* REQUESTS *
**a.** Answer these questions about the poetry festival account:
(i) In what room did the narrator read with Tracey Herd?
(ii) Which poet did Pascale Petit talk about?
(iii) Where did Fiona Benson and Andrew McMillan read?
**b.** Copy the poetry festival account between "I was also reading" and "ornithological crane obviously.", inclusive, and replace "Council Chamber" with "Old Courtroom".

* SOURCE TEXT *
******************************
I was woken by seagulls in the grey dawn and through a gap in the Greyfriars curtains I could make out a CCTV camera on its right-angled gantry across the road, white and intent and about the size of a large gull. Perhaps I was dreaming. I was reading next morning with Tracey Herd in St John’s Undercroft, a long brick-arched room, with a great acoustic and atmospherically lit. Andrew Jackson generously introduced us and I read most of my A Hatfield Mass sequence which I think of as celebratory poetry about nature, perception, growing up/older, the body. Tracey’s book Not In This World was a PBS Choice and shortlisted for the TS Eliot Prize this year and is her first collection for 14 years. She did not read those poems about film stars or racehorses for which she’s justly renowned but powerful, recent poems of loss: “Somewhere, someone much loved is leaving”.


I was also reading in the afternoon at a ‘Past and Present’ event – where poets talk on writers from the past. This was the first occasion (in the Council Chamber of St Andrews’ Town Hall – where marriages are performed we were told) at which I could read some of my new, just-off-the-press versions of the Daodejing. Pascale Petit was also appearing and she talked about her enthusiasm for Tomas Transtromer, in particular the way in which his poems often use an aerial perspective; from his first published poem: “Waking up is a parachute jump from dreams”. I’m sure she said she’d consulted a Swedish friend who said his surname meant something like crane-over-water – ornithological crane obviously.


Later in the afternoon, at the Parliament Hall, Fiona Benson and Andrew McMillan read. Benson was nervous in front of the large crowd (and who can blame her) but she was soon absorbed in the poetry itself and her demeanour was not at odds with the work. Sections of ‘Love-Letter to Vincent’ (Van Gogh) were read with great intensity. Other poems of pregnancy, miscarriage, birth and motherhood were more moving and (as Dave Coates has suggested) her book’s up-beat title, Bright Travellers, misleads. The contrast with McMillan was not to either poet’s detriment. I reviewed physical on this blog back in July 2015 and his (in various senses) naked poems, even when sad, manage to stir great pleasure in the audience. In person, he adds to this a wise-cracking, witty style of introduction and between-poem chat. Given his marvellous success this year I wasn’t sure why he wanted to discuss some of the negative criticisms he’s had but even that does not prevent me wanting to use that old Hollywood term ‘star’ in listening to McMillan perform.
******************************
[Items from a dataset]
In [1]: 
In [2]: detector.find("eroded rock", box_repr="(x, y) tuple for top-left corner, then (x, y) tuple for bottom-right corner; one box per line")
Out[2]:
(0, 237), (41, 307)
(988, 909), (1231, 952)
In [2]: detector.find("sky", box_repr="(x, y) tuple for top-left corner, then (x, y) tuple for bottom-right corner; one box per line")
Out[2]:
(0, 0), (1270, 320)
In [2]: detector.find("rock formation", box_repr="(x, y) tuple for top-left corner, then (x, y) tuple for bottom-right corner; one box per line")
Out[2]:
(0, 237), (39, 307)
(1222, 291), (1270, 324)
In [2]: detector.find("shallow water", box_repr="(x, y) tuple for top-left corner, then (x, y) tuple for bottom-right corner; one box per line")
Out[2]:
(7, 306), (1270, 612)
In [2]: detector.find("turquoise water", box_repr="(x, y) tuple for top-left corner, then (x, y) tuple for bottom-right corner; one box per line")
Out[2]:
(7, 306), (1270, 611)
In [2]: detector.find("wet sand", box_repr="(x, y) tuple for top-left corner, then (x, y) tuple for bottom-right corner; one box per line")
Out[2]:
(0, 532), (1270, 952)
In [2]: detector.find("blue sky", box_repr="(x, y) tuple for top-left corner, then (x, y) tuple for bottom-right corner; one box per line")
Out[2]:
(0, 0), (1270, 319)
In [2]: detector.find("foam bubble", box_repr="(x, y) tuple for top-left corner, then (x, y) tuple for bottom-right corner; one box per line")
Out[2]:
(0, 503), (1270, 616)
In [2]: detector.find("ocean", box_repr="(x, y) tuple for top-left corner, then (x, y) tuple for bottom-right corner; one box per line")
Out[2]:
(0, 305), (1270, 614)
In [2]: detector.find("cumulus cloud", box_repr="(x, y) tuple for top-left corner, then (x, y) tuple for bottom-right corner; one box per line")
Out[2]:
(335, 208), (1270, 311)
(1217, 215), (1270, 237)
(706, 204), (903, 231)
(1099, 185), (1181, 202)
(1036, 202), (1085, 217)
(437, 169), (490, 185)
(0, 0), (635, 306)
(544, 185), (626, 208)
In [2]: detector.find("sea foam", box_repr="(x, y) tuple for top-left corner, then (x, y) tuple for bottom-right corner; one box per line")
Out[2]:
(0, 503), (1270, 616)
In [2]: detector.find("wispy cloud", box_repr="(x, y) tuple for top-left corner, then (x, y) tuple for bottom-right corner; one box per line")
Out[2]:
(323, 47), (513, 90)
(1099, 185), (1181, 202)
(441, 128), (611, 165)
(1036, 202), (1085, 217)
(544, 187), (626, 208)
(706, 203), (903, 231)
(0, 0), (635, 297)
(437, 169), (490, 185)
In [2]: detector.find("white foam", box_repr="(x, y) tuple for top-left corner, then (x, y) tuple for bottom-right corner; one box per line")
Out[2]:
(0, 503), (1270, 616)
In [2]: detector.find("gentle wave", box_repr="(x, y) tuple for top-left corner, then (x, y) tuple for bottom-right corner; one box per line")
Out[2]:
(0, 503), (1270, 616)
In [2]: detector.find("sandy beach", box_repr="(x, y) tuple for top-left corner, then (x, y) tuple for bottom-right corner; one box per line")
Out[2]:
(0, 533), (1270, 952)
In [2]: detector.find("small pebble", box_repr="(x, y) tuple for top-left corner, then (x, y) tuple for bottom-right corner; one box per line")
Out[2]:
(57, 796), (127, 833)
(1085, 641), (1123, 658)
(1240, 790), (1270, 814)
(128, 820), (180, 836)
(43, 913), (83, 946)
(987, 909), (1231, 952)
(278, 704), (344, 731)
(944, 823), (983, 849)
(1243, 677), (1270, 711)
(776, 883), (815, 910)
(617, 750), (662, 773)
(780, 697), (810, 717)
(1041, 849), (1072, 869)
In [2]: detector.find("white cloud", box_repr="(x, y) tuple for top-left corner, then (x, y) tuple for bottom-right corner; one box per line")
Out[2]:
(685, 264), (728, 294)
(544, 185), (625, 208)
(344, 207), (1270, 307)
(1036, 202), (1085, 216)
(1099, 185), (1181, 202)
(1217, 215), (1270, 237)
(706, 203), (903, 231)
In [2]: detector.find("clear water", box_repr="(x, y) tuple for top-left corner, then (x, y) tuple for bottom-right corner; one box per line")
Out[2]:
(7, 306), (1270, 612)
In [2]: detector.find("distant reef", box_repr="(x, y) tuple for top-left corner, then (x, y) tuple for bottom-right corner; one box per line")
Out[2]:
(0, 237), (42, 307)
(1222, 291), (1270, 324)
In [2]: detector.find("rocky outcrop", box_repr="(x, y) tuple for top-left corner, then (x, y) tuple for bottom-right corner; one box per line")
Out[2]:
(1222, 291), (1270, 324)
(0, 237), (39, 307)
******************************
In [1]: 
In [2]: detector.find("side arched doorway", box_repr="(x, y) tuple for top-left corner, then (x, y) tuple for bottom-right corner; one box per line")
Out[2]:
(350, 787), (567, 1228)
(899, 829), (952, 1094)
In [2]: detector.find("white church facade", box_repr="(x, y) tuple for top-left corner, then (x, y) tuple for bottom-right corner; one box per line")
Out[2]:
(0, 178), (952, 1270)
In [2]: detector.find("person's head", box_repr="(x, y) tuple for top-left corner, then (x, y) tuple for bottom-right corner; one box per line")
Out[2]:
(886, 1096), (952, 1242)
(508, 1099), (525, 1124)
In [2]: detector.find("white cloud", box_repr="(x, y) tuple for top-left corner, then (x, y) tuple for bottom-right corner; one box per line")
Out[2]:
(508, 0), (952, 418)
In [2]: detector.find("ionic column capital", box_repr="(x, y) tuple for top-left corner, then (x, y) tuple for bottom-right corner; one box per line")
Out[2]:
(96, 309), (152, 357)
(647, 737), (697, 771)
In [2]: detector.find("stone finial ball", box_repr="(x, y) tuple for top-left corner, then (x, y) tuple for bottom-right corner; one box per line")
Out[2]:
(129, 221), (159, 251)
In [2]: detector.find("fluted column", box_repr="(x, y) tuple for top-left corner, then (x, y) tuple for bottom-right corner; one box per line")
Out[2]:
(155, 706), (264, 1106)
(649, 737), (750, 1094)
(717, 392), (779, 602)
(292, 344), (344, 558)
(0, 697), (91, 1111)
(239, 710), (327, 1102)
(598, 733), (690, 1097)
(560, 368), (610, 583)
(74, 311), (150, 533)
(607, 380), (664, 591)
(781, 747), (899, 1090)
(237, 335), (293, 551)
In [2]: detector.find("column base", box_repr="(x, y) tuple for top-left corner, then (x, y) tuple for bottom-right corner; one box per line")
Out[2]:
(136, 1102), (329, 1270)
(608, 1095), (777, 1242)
******************************
* TASK SOLUTIONS *
**a.**
(i) St John’s Undercroft
(ii) Tomas Transtromer
(iii) The Parliament Hall

**b.**
I was also reading in the afternoon at a ‘Past and Present’ event – where poets talk on writers from the past. This was the first occasion (in the Old Courtroom of St Andrews’ Town Hall – where marriages are performed we were told) at which I could read some of my new, just-off-the-press versions of the Daodejing. Pascale Petit was also appearing and she talked about her enthusiasm for Tomas Transtromer, in particular the way in which his poems often use an aerial perspective; from his first published poem: “Waking up is a parachute jump from dreams”. I’m sure she said she’d consulted a Swedish friend who said his surname meant something like crane-over-water – ornithological crane obviously.